═════ Document segment ═════

On Wednesday, New Haven Mayor Toni Harp, who is a school board member, announced her participation in a coalition of state municipalities working to change the law to allow municipalities to seek damages from corporations like Purdue Pharma after a Superior Court judge dismissed more than 20 lawsuits from municipalities seeking damages from Purdue Pharma and other drug manufacturers. A city spokesman said a request for comment from Harp, who sits on the city’s school board, could not be completed Thursday.
As to why Sackler chooses to fund causes related to charter schools, multiple people said they cannot know his internal dialogue, but can speculate on the reasons.
“Some of the worst things are done with the best intentions,” said New Haven Board of Education member Ed Joyner, who is critical but not outright dismissive of charter schools. “In this case, I don’t know if it’s the best intentions.”
Joyner said a number of wealthy people never attended public schools, so they may approach educational philanthropy with good intentions, but they don’t have firsthand experience to understand what their money is supporting.
“It’s hypocritical,” he said.
The Education Law Center’s Lecker said wealthy donors receive tax incentives for donating to charter schools, so a number of wealthy charter donors are seeking financial advantages. However, she believes there’s also a basis in undermining public services.

═════

» Your task: Give the stretch of the charter school article from "Joyner said a" through "undermining public services." again, substituting "affluent" for "wealthy".

═════ Record set ═════

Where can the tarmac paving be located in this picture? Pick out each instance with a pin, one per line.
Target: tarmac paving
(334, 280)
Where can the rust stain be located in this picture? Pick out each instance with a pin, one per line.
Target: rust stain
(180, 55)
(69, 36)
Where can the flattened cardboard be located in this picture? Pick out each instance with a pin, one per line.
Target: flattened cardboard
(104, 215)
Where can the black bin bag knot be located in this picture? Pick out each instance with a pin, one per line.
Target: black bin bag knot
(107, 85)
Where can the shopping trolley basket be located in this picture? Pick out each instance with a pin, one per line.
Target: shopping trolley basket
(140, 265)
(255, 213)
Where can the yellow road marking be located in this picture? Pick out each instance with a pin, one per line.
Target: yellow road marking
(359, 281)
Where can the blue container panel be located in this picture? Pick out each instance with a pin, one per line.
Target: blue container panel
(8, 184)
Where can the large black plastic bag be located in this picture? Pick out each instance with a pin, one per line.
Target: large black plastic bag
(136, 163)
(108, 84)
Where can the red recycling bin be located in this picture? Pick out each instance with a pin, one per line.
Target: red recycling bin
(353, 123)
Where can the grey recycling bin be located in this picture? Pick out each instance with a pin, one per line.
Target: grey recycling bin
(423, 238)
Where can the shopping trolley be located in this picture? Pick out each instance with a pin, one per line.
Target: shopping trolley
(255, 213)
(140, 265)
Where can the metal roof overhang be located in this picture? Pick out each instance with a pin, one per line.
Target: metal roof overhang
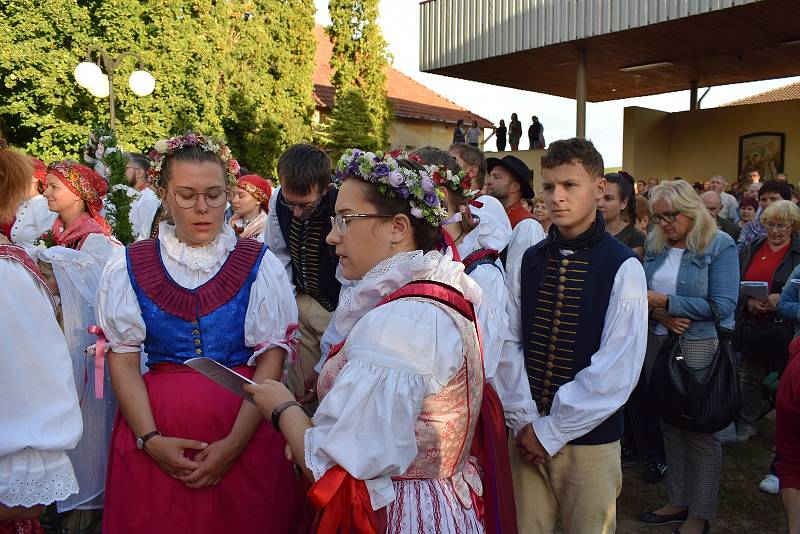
(534, 44)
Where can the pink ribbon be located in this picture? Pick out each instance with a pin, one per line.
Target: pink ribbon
(99, 360)
(289, 340)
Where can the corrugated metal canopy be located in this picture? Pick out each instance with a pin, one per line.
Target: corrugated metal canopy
(534, 44)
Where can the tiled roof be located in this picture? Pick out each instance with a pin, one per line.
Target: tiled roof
(787, 92)
(410, 99)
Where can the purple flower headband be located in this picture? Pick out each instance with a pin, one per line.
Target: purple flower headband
(394, 181)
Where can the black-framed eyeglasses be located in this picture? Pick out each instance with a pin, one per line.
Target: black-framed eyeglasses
(781, 227)
(668, 217)
(308, 206)
(340, 221)
(187, 198)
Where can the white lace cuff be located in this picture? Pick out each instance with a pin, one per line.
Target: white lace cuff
(31, 477)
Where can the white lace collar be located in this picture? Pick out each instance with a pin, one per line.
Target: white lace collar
(206, 258)
(395, 272)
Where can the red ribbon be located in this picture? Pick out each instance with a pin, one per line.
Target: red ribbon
(99, 360)
(344, 502)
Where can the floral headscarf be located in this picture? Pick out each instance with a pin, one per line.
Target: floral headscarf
(84, 183)
(257, 187)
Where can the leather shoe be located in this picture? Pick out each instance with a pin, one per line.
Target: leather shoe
(651, 518)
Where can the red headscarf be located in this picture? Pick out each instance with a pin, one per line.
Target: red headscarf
(258, 187)
(89, 186)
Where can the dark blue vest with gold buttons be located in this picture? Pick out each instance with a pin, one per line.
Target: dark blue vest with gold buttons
(564, 303)
(186, 323)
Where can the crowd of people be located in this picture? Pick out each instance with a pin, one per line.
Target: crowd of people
(505, 135)
(426, 344)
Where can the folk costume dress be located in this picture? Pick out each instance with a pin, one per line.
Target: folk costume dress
(40, 418)
(77, 275)
(479, 252)
(33, 218)
(399, 404)
(230, 301)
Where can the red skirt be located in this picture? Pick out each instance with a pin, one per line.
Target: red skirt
(260, 493)
(490, 446)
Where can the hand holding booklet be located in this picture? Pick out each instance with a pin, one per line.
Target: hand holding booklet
(756, 290)
(227, 378)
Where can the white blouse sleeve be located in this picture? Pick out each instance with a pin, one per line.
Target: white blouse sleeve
(365, 424)
(604, 386)
(271, 318)
(511, 380)
(273, 236)
(118, 311)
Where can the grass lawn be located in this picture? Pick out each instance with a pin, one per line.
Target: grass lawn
(742, 507)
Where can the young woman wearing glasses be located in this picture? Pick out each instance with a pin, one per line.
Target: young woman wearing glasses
(388, 447)
(187, 455)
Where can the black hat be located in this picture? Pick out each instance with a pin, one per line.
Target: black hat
(518, 170)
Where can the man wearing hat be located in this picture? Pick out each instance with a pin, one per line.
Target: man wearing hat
(509, 182)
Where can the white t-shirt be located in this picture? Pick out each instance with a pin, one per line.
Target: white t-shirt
(665, 280)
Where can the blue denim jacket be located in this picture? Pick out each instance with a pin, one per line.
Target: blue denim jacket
(789, 306)
(712, 275)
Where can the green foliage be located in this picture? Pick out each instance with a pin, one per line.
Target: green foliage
(240, 70)
(361, 112)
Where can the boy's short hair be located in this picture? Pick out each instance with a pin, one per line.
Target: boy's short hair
(303, 167)
(575, 150)
(473, 156)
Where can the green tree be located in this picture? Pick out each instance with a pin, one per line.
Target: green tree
(270, 60)
(361, 111)
(240, 70)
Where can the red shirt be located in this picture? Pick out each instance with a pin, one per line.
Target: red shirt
(787, 423)
(517, 213)
(764, 262)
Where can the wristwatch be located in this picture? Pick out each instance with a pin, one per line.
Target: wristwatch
(140, 441)
(278, 410)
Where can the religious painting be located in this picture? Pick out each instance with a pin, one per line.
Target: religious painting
(762, 152)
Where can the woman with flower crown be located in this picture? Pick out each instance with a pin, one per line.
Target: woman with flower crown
(76, 192)
(479, 229)
(186, 454)
(389, 445)
(250, 204)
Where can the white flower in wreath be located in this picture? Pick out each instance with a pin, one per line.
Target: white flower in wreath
(161, 146)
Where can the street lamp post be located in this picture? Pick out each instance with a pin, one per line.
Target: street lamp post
(90, 76)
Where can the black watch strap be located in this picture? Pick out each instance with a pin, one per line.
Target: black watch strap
(147, 437)
(278, 410)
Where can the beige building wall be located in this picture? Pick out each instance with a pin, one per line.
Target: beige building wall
(409, 134)
(698, 144)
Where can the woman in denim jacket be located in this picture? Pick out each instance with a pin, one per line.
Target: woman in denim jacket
(688, 263)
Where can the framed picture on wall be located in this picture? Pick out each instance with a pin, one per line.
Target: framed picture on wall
(762, 152)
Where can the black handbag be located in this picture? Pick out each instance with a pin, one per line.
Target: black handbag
(703, 400)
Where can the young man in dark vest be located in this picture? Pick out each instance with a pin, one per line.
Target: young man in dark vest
(298, 222)
(578, 316)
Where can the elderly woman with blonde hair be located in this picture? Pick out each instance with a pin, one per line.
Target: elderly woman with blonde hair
(692, 275)
(763, 335)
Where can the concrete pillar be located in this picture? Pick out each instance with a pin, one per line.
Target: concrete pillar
(693, 95)
(580, 95)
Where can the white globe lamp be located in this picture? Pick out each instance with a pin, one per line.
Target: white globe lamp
(87, 74)
(142, 83)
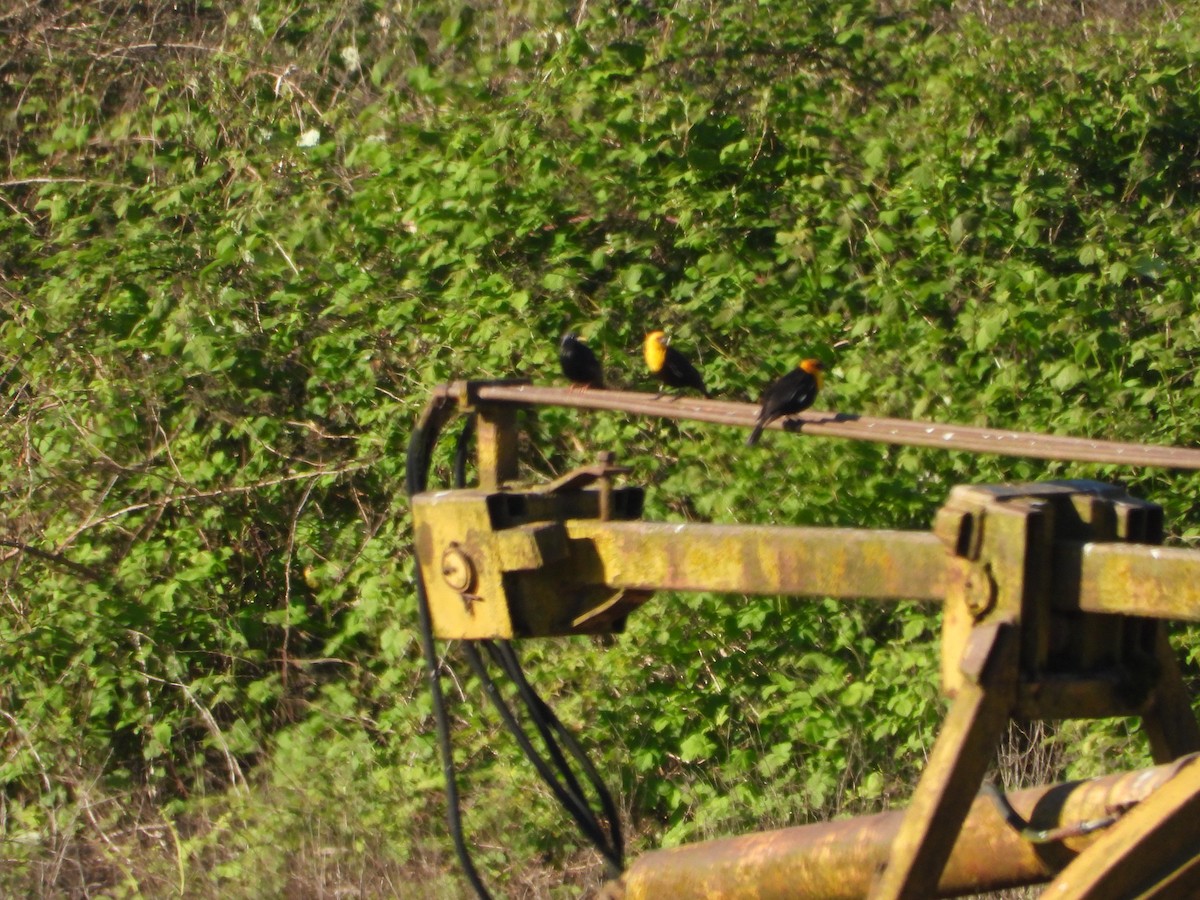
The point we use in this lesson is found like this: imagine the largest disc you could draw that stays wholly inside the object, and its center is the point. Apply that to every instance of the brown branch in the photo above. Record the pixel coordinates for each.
(71, 565)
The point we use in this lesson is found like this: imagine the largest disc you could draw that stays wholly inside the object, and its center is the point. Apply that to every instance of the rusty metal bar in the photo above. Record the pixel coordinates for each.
(765, 559)
(969, 438)
(1150, 853)
(837, 861)
(1131, 579)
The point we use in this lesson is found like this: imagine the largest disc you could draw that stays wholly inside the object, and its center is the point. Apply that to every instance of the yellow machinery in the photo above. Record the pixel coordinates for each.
(1055, 598)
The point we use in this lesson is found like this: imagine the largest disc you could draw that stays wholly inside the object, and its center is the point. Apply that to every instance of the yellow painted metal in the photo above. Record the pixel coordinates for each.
(1150, 852)
(501, 564)
(766, 559)
(1122, 579)
(837, 861)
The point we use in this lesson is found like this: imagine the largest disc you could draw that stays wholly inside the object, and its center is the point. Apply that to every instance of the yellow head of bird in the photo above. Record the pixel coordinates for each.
(654, 348)
(815, 369)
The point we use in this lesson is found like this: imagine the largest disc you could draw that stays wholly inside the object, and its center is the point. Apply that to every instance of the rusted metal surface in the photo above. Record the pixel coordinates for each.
(1131, 579)
(1168, 719)
(1150, 852)
(955, 768)
(856, 427)
(766, 559)
(837, 861)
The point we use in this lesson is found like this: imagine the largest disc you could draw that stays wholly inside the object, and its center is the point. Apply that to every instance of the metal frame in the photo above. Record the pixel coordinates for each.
(1054, 605)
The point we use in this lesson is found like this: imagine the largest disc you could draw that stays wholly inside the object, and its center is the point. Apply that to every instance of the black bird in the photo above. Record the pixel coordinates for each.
(790, 394)
(669, 365)
(580, 364)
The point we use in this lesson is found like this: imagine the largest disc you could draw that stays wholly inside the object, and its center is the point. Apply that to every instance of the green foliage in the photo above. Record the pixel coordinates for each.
(243, 241)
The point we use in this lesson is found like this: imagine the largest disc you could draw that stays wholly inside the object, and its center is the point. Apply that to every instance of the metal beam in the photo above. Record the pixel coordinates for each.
(765, 559)
(1150, 852)
(837, 861)
(1001, 442)
(1129, 579)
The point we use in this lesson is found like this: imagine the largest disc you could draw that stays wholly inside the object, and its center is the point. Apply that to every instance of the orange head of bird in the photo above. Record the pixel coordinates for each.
(654, 348)
(815, 369)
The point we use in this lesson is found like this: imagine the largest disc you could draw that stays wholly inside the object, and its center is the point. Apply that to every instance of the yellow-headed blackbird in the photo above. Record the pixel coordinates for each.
(580, 365)
(669, 365)
(789, 394)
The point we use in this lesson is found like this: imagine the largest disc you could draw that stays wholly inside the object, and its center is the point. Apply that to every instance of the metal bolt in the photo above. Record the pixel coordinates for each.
(456, 569)
(979, 591)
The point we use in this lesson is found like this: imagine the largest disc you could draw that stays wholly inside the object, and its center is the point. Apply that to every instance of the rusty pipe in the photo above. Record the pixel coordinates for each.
(838, 861)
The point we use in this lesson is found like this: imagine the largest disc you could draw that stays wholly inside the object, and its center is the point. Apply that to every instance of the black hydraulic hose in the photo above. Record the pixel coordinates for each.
(420, 451)
(543, 713)
(557, 772)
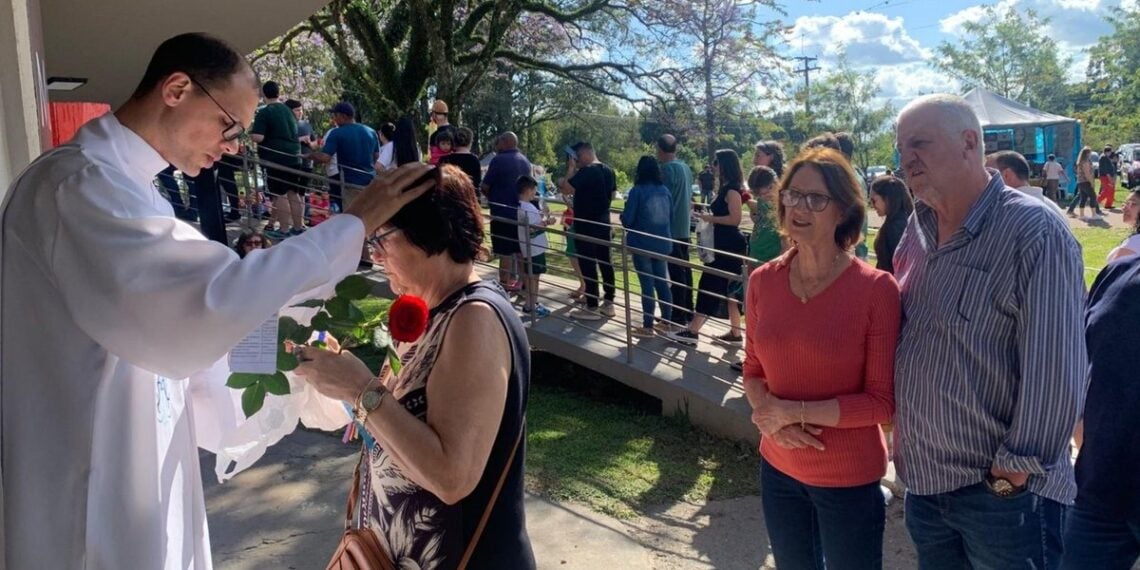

═════

» Answer to the exercise:
Joyner said a number of affluent people never attended public schools, so they may approach educational philanthropy with good intentions, but they don’t have firsthand experience to understand what their money is supporting.
“It’s hypocritical,” he said.
The Education Law Center’s Lecker said affluent donors receive tax incentives for donating to charter schools, so a number of affluent charter donors are seeking financial advantages. However, she believes there’s also a basis in undermining public services.